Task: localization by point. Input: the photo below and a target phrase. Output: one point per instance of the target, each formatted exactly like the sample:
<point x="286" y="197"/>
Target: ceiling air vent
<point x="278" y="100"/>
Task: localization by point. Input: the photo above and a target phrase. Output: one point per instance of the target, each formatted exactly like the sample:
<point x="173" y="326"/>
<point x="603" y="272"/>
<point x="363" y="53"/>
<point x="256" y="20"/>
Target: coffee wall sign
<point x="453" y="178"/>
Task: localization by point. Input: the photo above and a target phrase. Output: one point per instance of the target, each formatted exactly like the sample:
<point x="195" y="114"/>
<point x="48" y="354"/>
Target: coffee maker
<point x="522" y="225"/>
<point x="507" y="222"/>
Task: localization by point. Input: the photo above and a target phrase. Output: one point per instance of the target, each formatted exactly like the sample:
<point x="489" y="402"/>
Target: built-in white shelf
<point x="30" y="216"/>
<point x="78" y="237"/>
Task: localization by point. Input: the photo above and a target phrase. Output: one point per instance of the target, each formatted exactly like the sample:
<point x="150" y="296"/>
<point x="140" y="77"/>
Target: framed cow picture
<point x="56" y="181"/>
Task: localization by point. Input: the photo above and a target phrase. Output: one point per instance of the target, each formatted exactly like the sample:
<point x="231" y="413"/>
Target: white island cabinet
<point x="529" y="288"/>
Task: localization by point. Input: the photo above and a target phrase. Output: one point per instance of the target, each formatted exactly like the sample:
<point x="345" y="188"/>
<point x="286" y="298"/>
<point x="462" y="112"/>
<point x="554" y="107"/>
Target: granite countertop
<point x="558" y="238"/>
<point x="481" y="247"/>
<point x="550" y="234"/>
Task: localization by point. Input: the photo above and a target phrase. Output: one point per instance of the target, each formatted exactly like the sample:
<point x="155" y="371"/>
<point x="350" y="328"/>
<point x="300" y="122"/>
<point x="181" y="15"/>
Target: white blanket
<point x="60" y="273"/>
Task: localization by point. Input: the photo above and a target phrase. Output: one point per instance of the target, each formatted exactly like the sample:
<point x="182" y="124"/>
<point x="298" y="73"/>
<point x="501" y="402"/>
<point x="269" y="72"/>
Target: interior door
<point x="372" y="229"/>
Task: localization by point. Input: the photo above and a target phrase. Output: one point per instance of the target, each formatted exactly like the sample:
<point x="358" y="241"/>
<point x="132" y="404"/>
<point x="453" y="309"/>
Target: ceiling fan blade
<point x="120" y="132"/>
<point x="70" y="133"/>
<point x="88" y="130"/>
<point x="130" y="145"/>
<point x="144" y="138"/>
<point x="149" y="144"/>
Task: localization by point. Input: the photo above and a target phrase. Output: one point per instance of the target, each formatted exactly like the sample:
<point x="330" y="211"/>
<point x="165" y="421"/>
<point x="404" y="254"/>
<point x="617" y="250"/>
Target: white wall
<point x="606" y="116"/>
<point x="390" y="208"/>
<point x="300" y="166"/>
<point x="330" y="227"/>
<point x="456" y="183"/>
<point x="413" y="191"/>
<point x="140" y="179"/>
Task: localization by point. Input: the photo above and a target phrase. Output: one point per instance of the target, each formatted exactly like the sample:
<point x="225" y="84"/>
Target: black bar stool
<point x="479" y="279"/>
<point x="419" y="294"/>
◆ ◆ ◆ ◆ ◆ ◆ ◆
# [Problem requirements]
List every line in the entries above that contains the word "coffee".

# [Task answer]
Target: coffee wall sign
Target: coffee maker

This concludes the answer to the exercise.